# Work required:
Set down, word for word, the lines from the one holding "[tag] one dot per instance, sample [878,440]." to the final line, both included, and skip the pictures.

Entries from a point annotation set:

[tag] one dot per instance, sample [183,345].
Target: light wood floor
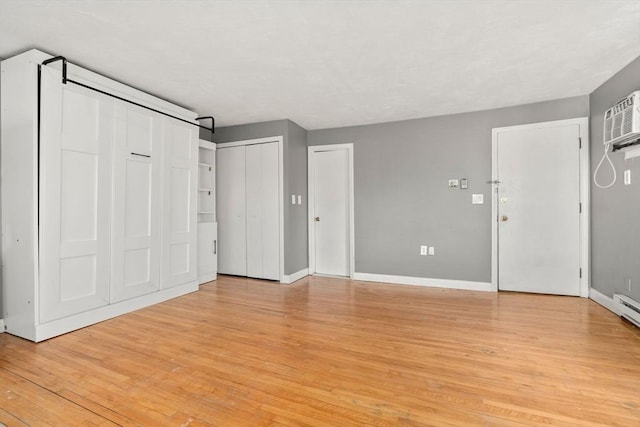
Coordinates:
[332,352]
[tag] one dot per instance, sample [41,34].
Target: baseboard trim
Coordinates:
[603,300]
[295,276]
[424,281]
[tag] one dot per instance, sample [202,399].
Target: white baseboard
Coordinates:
[295,276]
[424,281]
[603,300]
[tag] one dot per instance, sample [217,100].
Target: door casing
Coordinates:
[311,191]
[583,124]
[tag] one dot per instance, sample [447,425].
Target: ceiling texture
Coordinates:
[336,63]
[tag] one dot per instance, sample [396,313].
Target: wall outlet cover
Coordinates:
[477,199]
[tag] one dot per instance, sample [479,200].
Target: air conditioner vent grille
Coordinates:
[622,121]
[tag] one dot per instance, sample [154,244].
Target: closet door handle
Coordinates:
[140,155]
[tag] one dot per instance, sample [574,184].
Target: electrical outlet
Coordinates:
[477,199]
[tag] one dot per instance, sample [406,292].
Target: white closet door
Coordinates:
[75,196]
[207,251]
[179,247]
[135,233]
[263,254]
[231,211]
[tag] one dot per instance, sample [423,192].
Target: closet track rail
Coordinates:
[66,79]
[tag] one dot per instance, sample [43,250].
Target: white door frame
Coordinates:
[583,126]
[279,140]
[311,197]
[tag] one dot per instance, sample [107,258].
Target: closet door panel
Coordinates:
[75,198]
[179,248]
[136,203]
[254,198]
[231,210]
[270,207]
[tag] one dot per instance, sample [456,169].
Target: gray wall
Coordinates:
[402,198]
[615,212]
[295,182]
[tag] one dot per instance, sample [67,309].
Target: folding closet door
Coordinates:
[75,198]
[263,214]
[231,210]
[179,235]
[135,231]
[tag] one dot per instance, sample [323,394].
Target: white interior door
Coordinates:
[179,235]
[135,232]
[538,207]
[263,214]
[331,218]
[75,198]
[231,210]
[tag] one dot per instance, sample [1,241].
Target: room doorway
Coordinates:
[540,208]
[331,234]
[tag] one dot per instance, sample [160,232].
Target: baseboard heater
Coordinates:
[627,308]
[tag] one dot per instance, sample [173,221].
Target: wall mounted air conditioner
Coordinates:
[622,123]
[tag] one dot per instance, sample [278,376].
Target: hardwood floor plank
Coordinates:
[334,352]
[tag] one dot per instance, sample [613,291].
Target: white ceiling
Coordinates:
[336,63]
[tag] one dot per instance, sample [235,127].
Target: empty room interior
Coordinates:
[320,213]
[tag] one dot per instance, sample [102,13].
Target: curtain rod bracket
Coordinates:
[64,66]
[213,122]
[628,144]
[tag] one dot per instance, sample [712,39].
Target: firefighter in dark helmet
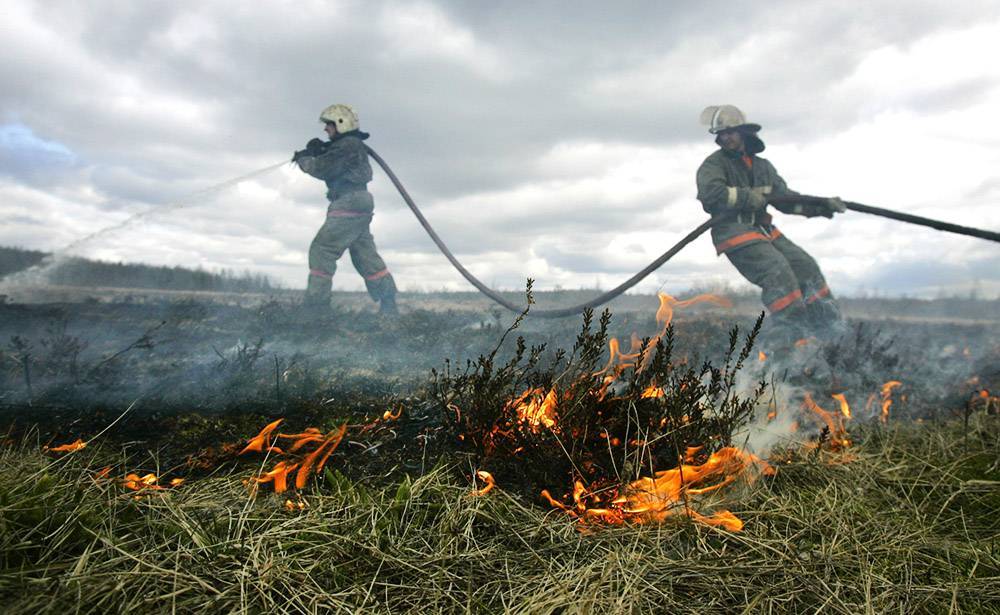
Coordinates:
[735,178]
[342,162]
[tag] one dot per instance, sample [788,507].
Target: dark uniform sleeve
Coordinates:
[344,159]
[714,190]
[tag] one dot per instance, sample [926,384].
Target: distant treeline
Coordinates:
[83,272]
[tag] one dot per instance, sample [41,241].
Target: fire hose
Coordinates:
[663,258]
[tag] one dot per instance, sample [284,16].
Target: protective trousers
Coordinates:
[346,230]
[792,286]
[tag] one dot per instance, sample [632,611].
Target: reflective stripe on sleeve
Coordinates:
[787,300]
[819,294]
[731,195]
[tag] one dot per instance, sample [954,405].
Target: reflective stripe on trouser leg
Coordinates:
[822,308]
[333,238]
[763,265]
[372,268]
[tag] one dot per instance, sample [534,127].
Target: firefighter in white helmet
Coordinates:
[342,162]
[735,178]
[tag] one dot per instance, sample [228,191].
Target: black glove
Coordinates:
[314,148]
[756,201]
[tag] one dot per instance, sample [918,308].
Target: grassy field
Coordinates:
[905,522]
[902,520]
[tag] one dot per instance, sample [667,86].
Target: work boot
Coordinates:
[387,306]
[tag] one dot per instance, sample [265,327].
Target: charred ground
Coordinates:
[201,378]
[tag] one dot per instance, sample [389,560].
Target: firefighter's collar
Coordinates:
[354,133]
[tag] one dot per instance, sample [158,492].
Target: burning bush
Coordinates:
[610,434]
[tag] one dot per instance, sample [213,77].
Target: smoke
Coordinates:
[38,275]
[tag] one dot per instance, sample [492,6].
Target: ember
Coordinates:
[667,493]
[833,422]
[308,465]
[488,483]
[887,399]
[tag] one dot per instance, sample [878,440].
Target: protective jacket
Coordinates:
[725,180]
[343,165]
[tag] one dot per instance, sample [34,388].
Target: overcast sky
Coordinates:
[558,142]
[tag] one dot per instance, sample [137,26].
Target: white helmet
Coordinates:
[341,116]
[725,117]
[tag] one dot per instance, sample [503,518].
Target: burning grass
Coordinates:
[471,494]
[609,442]
[911,526]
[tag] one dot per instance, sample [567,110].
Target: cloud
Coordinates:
[557,141]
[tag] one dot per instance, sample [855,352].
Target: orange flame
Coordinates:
[618,361]
[887,399]
[149,482]
[652,392]
[834,423]
[653,499]
[278,475]
[845,409]
[389,416]
[72,447]
[262,441]
[536,409]
[303,468]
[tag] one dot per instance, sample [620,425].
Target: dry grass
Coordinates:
[909,526]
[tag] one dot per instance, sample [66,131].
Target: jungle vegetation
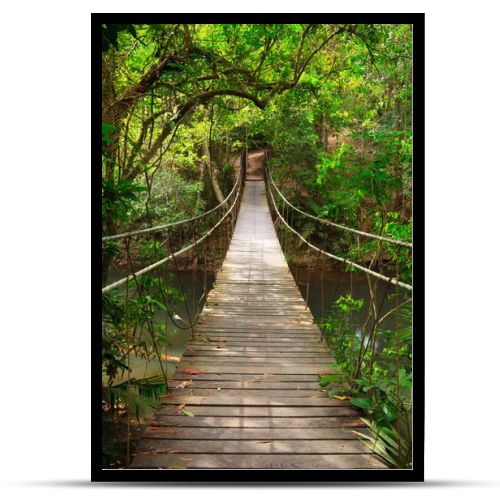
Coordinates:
[332,105]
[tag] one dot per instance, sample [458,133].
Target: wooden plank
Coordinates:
[251,360]
[314,446]
[286,377]
[252,401]
[244,384]
[234,350]
[249,376]
[253,461]
[217,391]
[261,411]
[285,369]
[297,434]
[257,422]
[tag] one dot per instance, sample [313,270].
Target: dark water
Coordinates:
[191,284]
[323,289]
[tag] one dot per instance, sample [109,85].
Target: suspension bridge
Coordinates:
[245,393]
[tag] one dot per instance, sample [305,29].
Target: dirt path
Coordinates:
[255,161]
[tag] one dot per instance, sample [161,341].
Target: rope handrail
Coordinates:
[393,281]
[175,254]
[172,224]
[357,231]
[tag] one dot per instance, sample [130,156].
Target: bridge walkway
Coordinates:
[245,394]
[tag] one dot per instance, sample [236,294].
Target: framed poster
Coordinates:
[261,217]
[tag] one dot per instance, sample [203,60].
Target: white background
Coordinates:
[45,247]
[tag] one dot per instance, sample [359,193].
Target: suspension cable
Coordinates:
[172,224]
[323,221]
[179,252]
[341,259]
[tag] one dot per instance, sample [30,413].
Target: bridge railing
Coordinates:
[282,207]
[225,210]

# Reply:
[tag] one dot per instance, sample [878,440].
Target: protective jacket
Coordinates:
[725,180]
[343,165]
[tag] one dot per instance, sample [34,388].
Target: overcast sky
Coordinates:
[558,142]
[tag] one dot per instance, sample [137,26].
Target: white helmet
Coordinates:
[341,116]
[725,117]
[tag] one dot per instance, sample [503,518].
Target: burning grass
Coordinates:
[471,494]
[609,442]
[911,526]
[tag] one dot per instance, sample [567,110].
Target: cloud
Coordinates:
[557,141]
[tag] one dot per instance, sample [855,352].
Target: orange flame
Coordinates:
[618,361]
[887,399]
[149,482]
[652,392]
[834,423]
[653,499]
[278,475]
[845,409]
[389,416]
[72,447]
[262,441]
[536,409]
[303,468]
[tag] one dot per instance, sample [620,425].
Target: dry grass
Coordinates:
[909,526]
[tag] one dot per instance, sample [66,131].
Target: jungle vegetation
Coordinates:
[332,105]
[tag] one dot per instance, sample [458,133].
Target: wooden plank
Coordinates:
[251,360]
[314,446]
[286,377]
[252,401]
[244,384]
[234,350]
[249,376]
[253,461]
[217,391]
[261,411]
[285,369]
[297,434]
[257,422]
[tag] one dot per instance, sample [313,270].
Target: dark water
Coordinates:
[191,284]
[323,289]
[tag] one dot per instance, sample [109,85].
Target: suspension bridge
Coordinates:
[245,393]
[tag] one dot per instance, sample [305,29].
Target: dirt path
Coordinates:
[255,161]
[tag] one dot per instance, sample [161,341].
Target: rope handrail
Coordinates:
[393,281]
[175,254]
[172,224]
[357,231]
[tag] one dot per instance, sample [130,156].
Target: bridge walkway
Coordinates:
[245,394]
[tag] one dot per instance, sample [236,294].
Target: framed poster
Coordinates:
[261,217]
[tag] one dot per instance, sample [203,60].
Target: white background
Coordinates:
[45,247]
[tag] one dot per instance, sample [359,193].
Target: suspension cable
Coordinates:
[172,224]
[323,221]
[179,252]
[341,259]
[tag] one dot per instance, sample [30,413].
Target: bridge railing
Coordinates:
[282,207]
[225,210]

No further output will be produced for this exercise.